* [YOUR ASSIGNMENT]:
Please repeat the data exactly, leaving nothing out.

* [ENTRIES SUPPLIED]:
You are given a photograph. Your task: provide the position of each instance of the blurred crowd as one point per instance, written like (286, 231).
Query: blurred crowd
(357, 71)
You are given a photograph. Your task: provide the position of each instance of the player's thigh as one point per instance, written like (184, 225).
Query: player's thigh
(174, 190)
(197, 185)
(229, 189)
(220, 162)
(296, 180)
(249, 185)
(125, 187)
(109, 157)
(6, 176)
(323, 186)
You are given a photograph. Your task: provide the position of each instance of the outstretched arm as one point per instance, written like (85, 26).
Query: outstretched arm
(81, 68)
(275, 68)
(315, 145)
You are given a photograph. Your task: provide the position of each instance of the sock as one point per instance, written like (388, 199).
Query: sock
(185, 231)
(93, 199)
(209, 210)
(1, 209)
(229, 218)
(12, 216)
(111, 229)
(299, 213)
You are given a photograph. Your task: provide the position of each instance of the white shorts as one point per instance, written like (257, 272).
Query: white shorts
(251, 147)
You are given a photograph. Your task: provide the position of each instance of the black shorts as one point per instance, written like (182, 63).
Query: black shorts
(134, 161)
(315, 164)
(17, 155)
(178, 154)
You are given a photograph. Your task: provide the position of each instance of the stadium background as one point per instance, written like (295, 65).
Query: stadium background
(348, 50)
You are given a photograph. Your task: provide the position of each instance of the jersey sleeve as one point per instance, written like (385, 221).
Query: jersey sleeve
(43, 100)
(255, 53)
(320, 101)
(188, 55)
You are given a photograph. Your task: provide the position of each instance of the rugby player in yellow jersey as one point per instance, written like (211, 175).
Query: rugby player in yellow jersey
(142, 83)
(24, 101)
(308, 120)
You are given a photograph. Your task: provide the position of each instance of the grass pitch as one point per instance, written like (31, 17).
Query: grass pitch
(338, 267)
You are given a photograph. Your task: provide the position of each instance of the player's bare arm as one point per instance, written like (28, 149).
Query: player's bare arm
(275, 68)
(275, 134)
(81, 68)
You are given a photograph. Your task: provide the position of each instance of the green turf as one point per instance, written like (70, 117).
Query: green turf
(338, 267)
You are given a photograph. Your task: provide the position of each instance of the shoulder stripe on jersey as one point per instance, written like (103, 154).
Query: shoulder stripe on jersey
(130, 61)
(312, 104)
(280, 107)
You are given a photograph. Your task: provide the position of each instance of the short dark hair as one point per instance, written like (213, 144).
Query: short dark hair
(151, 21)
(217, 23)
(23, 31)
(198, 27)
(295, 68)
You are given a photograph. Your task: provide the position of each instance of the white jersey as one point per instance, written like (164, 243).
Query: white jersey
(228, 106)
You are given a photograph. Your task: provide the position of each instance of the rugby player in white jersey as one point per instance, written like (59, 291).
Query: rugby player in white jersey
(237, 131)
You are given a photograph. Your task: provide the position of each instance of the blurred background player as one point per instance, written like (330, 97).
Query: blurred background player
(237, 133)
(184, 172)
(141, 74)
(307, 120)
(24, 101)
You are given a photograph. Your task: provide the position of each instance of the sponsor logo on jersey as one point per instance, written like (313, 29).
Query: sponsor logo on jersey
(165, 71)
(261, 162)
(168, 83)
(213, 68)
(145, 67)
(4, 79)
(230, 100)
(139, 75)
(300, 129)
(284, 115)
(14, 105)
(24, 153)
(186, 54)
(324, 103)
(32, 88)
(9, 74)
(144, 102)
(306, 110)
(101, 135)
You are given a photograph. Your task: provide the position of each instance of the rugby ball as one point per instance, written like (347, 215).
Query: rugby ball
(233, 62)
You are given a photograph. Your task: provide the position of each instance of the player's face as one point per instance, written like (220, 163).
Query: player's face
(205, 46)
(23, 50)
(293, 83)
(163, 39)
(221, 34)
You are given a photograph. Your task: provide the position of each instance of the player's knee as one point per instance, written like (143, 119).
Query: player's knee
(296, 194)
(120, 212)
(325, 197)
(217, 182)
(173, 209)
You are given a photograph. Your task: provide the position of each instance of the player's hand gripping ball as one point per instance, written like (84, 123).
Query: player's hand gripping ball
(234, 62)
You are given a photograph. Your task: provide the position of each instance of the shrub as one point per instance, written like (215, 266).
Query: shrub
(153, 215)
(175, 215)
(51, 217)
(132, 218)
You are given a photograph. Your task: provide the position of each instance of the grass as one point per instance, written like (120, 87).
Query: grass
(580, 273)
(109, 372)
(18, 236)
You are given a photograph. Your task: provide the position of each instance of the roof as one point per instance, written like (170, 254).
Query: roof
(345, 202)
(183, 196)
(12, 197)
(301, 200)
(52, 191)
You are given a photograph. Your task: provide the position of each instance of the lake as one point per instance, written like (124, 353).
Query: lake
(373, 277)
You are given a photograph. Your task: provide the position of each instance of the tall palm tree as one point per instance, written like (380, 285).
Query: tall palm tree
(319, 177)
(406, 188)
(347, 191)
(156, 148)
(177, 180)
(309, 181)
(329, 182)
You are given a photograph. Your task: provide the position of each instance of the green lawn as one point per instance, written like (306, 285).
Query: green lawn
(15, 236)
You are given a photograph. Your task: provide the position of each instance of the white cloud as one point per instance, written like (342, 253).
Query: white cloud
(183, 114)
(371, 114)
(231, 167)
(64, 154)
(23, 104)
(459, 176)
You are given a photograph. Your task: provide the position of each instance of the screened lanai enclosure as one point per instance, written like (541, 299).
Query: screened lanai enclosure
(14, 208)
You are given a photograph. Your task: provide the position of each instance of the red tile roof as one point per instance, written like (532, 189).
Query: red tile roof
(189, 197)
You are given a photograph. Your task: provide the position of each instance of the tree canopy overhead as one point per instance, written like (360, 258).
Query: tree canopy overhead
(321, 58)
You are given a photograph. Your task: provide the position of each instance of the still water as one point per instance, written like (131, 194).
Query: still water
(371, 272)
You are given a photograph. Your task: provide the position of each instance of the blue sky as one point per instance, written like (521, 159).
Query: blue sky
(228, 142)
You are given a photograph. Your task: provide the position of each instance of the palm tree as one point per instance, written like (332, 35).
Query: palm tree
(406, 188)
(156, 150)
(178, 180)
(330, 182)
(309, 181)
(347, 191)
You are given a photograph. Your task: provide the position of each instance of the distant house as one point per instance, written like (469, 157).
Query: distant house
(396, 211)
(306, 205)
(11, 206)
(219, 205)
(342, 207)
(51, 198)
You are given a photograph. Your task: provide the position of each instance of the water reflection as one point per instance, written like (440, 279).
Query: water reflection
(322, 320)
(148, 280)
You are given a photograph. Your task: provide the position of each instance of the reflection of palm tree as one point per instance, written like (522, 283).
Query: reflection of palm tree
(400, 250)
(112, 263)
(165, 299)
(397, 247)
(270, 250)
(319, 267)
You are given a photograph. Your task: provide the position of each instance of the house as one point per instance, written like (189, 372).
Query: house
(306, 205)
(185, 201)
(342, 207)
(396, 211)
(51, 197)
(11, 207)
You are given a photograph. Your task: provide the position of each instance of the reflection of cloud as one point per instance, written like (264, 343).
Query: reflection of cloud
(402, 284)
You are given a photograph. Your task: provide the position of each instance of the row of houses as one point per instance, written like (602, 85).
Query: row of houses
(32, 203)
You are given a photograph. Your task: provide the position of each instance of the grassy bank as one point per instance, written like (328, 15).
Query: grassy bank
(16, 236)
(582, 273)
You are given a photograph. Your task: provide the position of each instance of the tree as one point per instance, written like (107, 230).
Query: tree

* [SOLVED PROBLEM]:
You are given a photograph. Your task: provide the position of each instance of the blurred crowd as one point per instance, written like (286, 231).
Query: blurred crowd
(357, 71)
You are given a photograph. Your task: provide the position of each instance of the player's thigh as one point per instance, written like (184, 225).
Query: player's thigh
(174, 190)
(197, 185)
(229, 189)
(220, 162)
(296, 180)
(249, 185)
(125, 187)
(109, 157)
(6, 176)
(323, 186)
You are given a photograph. Your task: provide the position of each instance of the outstretched arm as one point per instance, written like (85, 26).
Query: outstretched arm
(81, 68)
(275, 68)
(315, 145)
You are given a photograph. Your task: provide the position of each instance of the sock as one point per instance, written like (388, 199).
Query: sock
(185, 231)
(93, 199)
(209, 210)
(1, 209)
(229, 218)
(12, 216)
(111, 229)
(299, 213)
You are given a photograph. Your task: provide the position of each instance of the white shorts as one point per instance, written like (257, 272).
Query: white shorts
(251, 147)
You are given a photograph. Your task: provide the position of each instance of the black shorts as one point per instance, written like (182, 63).
Query: black shorts
(134, 161)
(315, 164)
(17, 155)
(178, 154)
You are given a photograph. Your task: provide the position of each instance of the stadium background as one point per instance, written like (295, 65).
Query: stadium background
(348, 50)
You are given a photograph. Your task: provide the position of each instance of the jersey sleeve as one point per instance, written like (385, 221).
Query: jersey sleeve
(43, 100)
(255, 53)
(320, 101)
(188, 55)
You are given a photograph. Your task: provide the position of each instance of the rugby player in yellow jersey as one point per instance, written like (211, 175).
Query: rugby player in yellow jersey
(142, 83)
(24, 101)
(308, 120)
You are given a photograph. Your task: provide the position of each instance of the grass pitch as one point per instance, written like (31, 17).
Query: grass pitch
(338, 267)
You are given a photograph. Your task: provide the position of each instance of the player's bare arm as one point per instance, written like (28, 149).
Query: player's bare arm
(275, 68)
(275, 134)
(81, 68)
You are given a photograph. Your task: provide the position of each instance of the green turf as one point per instance, written like (70, 117).
Query: green turf
(338, 267)
You are given a photograph. Your task: provide the position of each instance of the shoulder stripe on jersey as one point per instance, written like (103, 154).
Query: shoulder stripe on jersey
(130, 61)
(312, 104)
(280, 107)
You are given a photograph. Your task: provide the position of each instance of the short dark hair as one point per instance, written like (213, 144).
Query: short dark hair
(151, 21)
(217, 23)
(23, 31)
(198, 27)
(295, 68)
You are given a photograph. Your task: provide the position of each instance of the white jersey as one point per instance, written like (164, 243).
Query: white jersey
(228, 106)
You are given a photograph. Your task: provide the position of each instance of the rugby player in white jersey as one point per instance, written like (59, 291).
Query: rugby player in white jersey
(237, 131)
You are given a photograph. Your task: provide the position of each instance of the blurred background player as one point per instance, written like (330, 97).
Query: blurred background player
(237, 133)
(184, 172)
(141, 74)
(307, 120)
(24, 101)
You are given a photograph. Your task: provide the position of each instance of the sponsor logo on jersey as one point per instance, written like (313, 29).
Query: sponsor logo on jersey
(165, 71)
(261, 162)
(168, 83)
(213, 68)
(145, 67)
(4, 79)
(230, 100)
(139, 75)
(300, 129)
(284, 115)
(14, 105)
(24, 153)
(186, 54)
(324, 103)
(32, 88)
(9, 74)
(144, 102)
(306, 110)
(101, 135)
You are given a photograph. Your task: provide the position of each instance of the rugby ball as one point per instance, written like (347, 215).
Query: rugby ball
(233, 62)
You are given a photograph. Your task: provide the position of each instance of the player's face as one point per instance, written like (220, 163).
Query: player's face
(205, 46)
(23, 50)
(293, 83)
(163, 39)
(221, 34)
You are given a photograph. Your task: provide the position of each instance of the player's knee as one point per instance, written like (143, 119).
Query: player's knee
(296, 194)
(120, 212)
(325, 197)
(217, 182)
(173, 209)
You are given a photograph. Your task: provide the position of each instance of the player's hand gripping ball as one point per instance, written like (84, 123).
Query: player's hand gripping ball
(234, 62)
You are given a photograph. Your task: provide the position of each instance of the shrub as one point per instance, written like (215, 266).
Query: shrub
(153, 215)
(175, 215)
(51, 217)
(132, 218)
You are given a photograph. Your task: provide the position of each instance of the grass as one point per instance, written like (120, 87).
Query: grass
(580, 273)
(109, 372)
(18, 236)
You are given a photograph. Your task: provide the position of each instance of the roof as one point per instance, written like (170, 254).
Query: roof
(345, 202)
(183, 196)
(12, 197)
(301, 200)
(52, 191)
You are given a photograph. Your task: provide the position of each instance of the lake as one point per instance, written like (124, 353).
Query: lake
(373, 277)
You are given a photograph. Your task: provide the position of each instance of the tall palm tree as one point per instance, written like (380, 285).
Query: tall palm tree
(319, 177)
(406, 188)
(347, 191)
(156, 148)
(177, 180)
(309, 181)
(329, 182)
You are given a photograph. Your task: provide the position of each instance of the green lawn as one point per instance, written like (306, 285).
Query: green lawn
(15, 236)
You are given a photograph. Your task: provide the position of each instance of the white cloud as one point per instance, written like (342, 253).
Query: white cloud
(183, 114)
(371, 114)
(231, 167)
(64, 154)
(23, 104)
(459, 176)
You are given a photograph. Your task: provide the position of each instance of the screened lanai enclosure as one point per instance, written like (541, 299).
Query: screened lanai enclosure
(14, 208)
You are given a photograph. Your task: provide the position of each instance of the red tile roof as one point per instance, written like (532, 189).
Query: red tile roof
(189, 197)
You are given a photograph. Your task: provide the position of each instance of the tree canopy overhead as one point per instance, written like (360, 258).
Query: tree canopy overhead
(321, 58)
You are given a photograph. Your task: provide the position of each instance of the still water as one point per instance, written like (131, 194).
Query: still water
(371, 272)
You are given a photograph. Your task: provide the position of each instance of the blue sky as one point per instance, written like (521, 159).
Query: blue sky
(228, 142)
You are given a photograph. Your task: provide the position of each instance of the palm tree as one point per instance, written like (332, 35).
Query: palm tree
(406, 188)
(156, 150)
(178, 180)
(330, 182)
(309, 181)
(347, 191)
You are given a photograph. Your task: provide the position of each instance of the distant house as one point per instance, written like (469, 157).
Query: distant house
(396, 211)
(306, 205)
(11, 206)
(219, 205)
(342, 207)
(51, 198)
You are given a photograph. Your task: provide the position of each instance of the water reflection as one point per instance, written like (440, 279).
Query: water reflection
(322, 320)
(148, 280)
You are given a photograph. Your task: provide the position of each instance of the reflection of palm tree as one point per instance, written like (522, 283).
Query: reflection of palm tree
(400, 250)
(112, 263)
(165, 299)
(397, 247)
(270, 250)
(319, 267)
You are given a photograph. Your task: provide the position of each instance of the house as one point per instance, written like (189, 372).
Query: house
(306, 205)
(185, 201)
(342, 207)
(396, 211)
(51, 197)
(11, 207)
You are given a photograph. Your task: provide the position of each instance of the reflection of cloud as one point per instance, written like (264, 343).
Query: reflection of cloud
(402, 284)
You are given a photograph. Your task: provide the position of each instance of the row of houses as one point per instance, written like (602, 85).
Query: row of houses
(32, 203)
You are given a photograph. Your task: provide the position of each instance of the grassy bank as one point per instance, written like (328, 15).
Query: grassy bank
(16, 236)
(582, 273)
You are given a photograph. Your task: provide the position of each instance of the tree as one point per instance, written like (107, 230).
Query: tree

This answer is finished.